[Dataset records about object locations]
---

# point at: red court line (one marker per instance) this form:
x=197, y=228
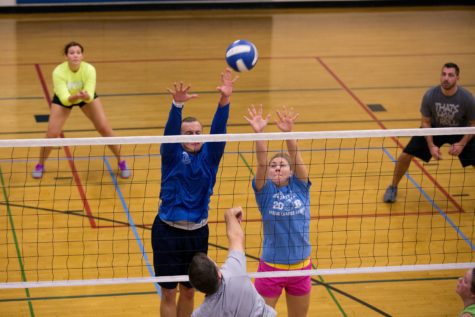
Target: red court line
x=382, y=126
x=76, y=177
x=220, y=58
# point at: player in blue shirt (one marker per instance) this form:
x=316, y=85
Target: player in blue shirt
x=282, y=190
x=189, y=173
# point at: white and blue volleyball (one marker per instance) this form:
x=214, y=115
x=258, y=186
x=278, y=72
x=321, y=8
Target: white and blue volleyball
x=241, y=55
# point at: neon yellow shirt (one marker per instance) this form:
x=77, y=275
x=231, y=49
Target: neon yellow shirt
x=67, y=83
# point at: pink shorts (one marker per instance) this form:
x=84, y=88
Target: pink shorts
x=272, y=286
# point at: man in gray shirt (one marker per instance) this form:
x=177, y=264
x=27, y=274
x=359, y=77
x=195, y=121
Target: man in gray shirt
x=447, y=105
x=229, y=291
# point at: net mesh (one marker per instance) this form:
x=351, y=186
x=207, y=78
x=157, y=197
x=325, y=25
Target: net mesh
x=81, y=222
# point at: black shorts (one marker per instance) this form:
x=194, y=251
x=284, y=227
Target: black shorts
x=418, y=147
x=174, y=248
x=81, y=104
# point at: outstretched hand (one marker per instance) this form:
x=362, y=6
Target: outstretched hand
x=256, y=120
x=286, y=118
x=227, y=82
x=456, y=148
x=180, y=92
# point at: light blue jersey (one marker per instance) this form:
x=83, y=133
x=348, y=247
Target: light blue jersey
x=286, y=219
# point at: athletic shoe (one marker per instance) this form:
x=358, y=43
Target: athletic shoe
x=390, y=194
x=124, y=170
x=38, y=172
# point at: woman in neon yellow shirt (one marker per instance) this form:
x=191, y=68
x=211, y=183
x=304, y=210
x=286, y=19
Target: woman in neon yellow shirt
x=74, y=84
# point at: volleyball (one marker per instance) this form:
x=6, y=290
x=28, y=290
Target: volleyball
x=241, y=55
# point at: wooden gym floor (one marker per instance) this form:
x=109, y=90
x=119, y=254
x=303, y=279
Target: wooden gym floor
x=327, y=63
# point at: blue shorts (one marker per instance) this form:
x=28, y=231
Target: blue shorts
x=418, y=147
x=81, y=104
x=174, y=248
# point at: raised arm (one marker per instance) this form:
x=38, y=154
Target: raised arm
x=226, y=87
x=180, y=95
x=258, y=123
x=285, y=122
x=233, y=218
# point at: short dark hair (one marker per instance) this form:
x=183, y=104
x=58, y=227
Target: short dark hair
x=190, y=119
x=454, y=66
x=71, y=44
x=283, y=155
x=472, y=286
x=203, y=274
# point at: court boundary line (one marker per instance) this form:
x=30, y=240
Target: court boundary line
x=382, y=126
x=74, y=171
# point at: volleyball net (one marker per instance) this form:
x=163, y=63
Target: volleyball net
x=80, y=224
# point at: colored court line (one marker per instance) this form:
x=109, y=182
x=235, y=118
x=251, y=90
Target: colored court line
x=241, y=91
x=434, y=204
x=382, y=126
x=321, y=282
x=17, y=245
x=132, y=224
x=76, y=177
x=44, y=298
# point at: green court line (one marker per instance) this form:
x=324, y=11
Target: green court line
x=337, y=303
x=17, y=246
x=335, y=300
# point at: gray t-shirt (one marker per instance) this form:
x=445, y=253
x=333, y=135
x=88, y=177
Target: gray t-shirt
x=236, y=296
x=448, y=111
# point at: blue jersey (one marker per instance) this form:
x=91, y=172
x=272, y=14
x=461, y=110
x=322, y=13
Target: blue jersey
x=286, y=220
x=188, y=178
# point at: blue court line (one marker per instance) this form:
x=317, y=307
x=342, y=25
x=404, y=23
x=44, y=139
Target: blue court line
x=131, y=223
x=441, y=212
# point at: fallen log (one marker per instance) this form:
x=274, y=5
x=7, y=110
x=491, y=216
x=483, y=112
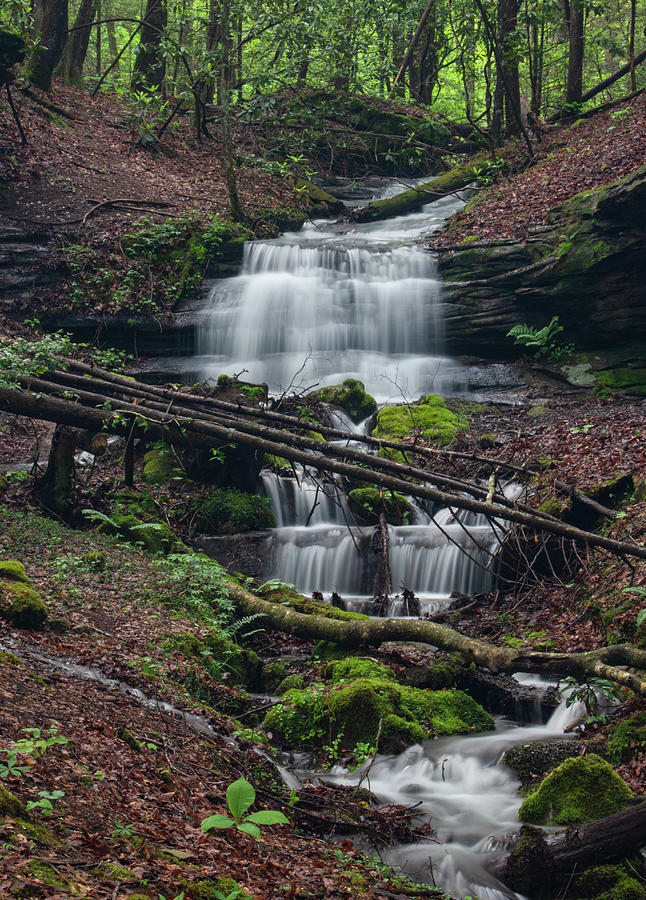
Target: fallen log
x=606, y=662
x=413, y=199
x=538, y=864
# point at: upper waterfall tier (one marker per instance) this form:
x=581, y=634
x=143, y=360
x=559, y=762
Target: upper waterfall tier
x=320, y=306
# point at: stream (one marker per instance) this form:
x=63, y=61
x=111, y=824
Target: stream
x=311, y=309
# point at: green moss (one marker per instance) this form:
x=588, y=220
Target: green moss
x=21, y=605
x=608, y=883
x=13, y=570
x=627, y=738
x=321, y=713
x=367, y=503
x=430, y=417
x=290, y=682
x=354, y=667
x=349, y=396
x=10, y=805
x=580, y=790
x=160, y=466
x=213, y=890
x=229, y=511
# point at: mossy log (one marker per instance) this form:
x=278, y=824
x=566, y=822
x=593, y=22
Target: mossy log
x=610, y=838
x=415, y=198
x=606, y=662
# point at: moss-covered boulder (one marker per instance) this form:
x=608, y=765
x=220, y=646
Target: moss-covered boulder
x=230, y=511
x=160, y=465
x=430, y=417
x=608, y=883
x=580, y=790
x=350, y=396
x=20, y=604
x=10, y=805
x=367, y=503
x=353, y=713
x=627, y=738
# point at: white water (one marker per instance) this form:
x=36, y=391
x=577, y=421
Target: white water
x=321, y=305
x=469, y=797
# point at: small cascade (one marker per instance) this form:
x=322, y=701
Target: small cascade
x=469, y=797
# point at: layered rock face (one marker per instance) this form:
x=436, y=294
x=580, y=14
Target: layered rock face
x=587, y=266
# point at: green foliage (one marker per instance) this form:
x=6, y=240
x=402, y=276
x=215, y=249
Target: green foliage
x=539, y=339
x=319, y=714
x=228, y=511
x=580, y=790
x=240, y=797
x=32, y=748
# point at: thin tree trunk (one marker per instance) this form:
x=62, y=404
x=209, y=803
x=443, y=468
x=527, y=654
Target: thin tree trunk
x=70, y=68
x=150, y=66
x=574, y=89
x=51, y=26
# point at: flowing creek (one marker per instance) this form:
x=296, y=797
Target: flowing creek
x=311, y=309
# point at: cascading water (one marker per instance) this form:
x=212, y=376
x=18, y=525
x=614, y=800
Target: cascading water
x=470, y=798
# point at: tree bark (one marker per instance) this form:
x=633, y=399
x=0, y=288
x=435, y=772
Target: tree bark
x=605, y=840
x=51, y=25
x=351, y=632
x=150, y=66
x=70, y=68
x=574, y=89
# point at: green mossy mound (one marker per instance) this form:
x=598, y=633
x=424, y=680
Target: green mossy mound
x=19, y=602
x=10, y=805
x=627, y=738
x=230, y=511
x=367, y=503
x=160, y=466
x=355, y=667
x=352, y=712
x=430, y=417
x=607, y=883
x=580, y=790
x=350, y=396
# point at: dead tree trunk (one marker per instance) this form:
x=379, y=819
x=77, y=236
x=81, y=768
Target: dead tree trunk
x=537, y=870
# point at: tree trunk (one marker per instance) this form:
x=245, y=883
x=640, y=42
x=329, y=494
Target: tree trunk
x=51, y=26
x=150, y=66
x=536, y=873
x=574, y=89
x=70, y=68
x=607, y=662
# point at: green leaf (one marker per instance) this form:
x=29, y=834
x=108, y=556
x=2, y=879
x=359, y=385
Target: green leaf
x=249, y=828
x=216, y=822
x=240, y=796
x=268, y=817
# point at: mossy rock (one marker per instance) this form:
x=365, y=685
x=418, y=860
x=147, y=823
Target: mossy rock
x=19, y=602
x=578, y=791
x=355, y=667
x=13, y=570
x=214, y=890
x=10, y=805
x=231, y=511
x=353, y=712
x=607, y=883
x=367, y=503
x=289, y=683
x=154, y=537
x=350, y=396
x=430, y=417
x=160, y=466
x=627, y=738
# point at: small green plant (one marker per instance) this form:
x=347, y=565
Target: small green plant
x=31, y=748
x=240, y=797
x=121, y=831
x=45, y=804
x=539, y=339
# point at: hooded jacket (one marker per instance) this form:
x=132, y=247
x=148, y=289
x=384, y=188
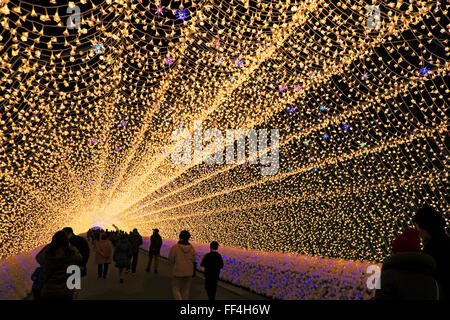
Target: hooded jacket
x=439, y=248
x=155, y=244
x=55, y=272
x=122, y=254
x=182, y=257
x=103, y=252
x=135, y=241
x=408, y=276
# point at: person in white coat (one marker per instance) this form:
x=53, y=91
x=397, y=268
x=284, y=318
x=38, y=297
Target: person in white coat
x=182, y=257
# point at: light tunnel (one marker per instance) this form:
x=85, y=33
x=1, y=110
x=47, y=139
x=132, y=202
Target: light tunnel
x=124, y=116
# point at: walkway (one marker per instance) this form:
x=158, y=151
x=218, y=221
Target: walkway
x=149, y=286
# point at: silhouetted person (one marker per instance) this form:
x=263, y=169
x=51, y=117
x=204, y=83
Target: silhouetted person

---

Copy, exactly and exclusively, the lines beginning with the one that contains "# point at: small green" and ending with the last line of the listing; pictures are to be omitted.

# point at: small green plant (one marker per instance) this form:
x=347, y=565
Target: small green plant
x=31, y=748
x=240, y=797
x=121, y=831
x=45, y=804
x=539, y=339
# point at: hooded jacket (one marker per instance) this form:
x=132, y=247
x=148, y=289
x=384, y=188
Target: hooded jacket
x=439, y=248
x=155, y=244
x=55, y=272
x=122, y=254
x=182, y=257
x=103, y=252
x=135, y=241
x=408, y=276
# point at: person in white coat (one marker per instance) this form:
x=53, y=91
x=397, y=268
x=284, y=318
x=38, y=297
Target: person in white coat
x=182, y=257
# point at: light tunnel (one marker per instance) this form:
x=85, y=33
x=1, y=110
x=47, y=139
x=132, y=202
Target: light tunnel
x=124, y=116
# point at: walkway (one marker per instance) this form:
x=158, y=151
x=218, y=221
Target: walkway
x=149, y=286
# point at: silhouetted person (one marker per instance) this form:
x=263, y=169
x=51, y=117
x=204, y=83
Target: silhouetted person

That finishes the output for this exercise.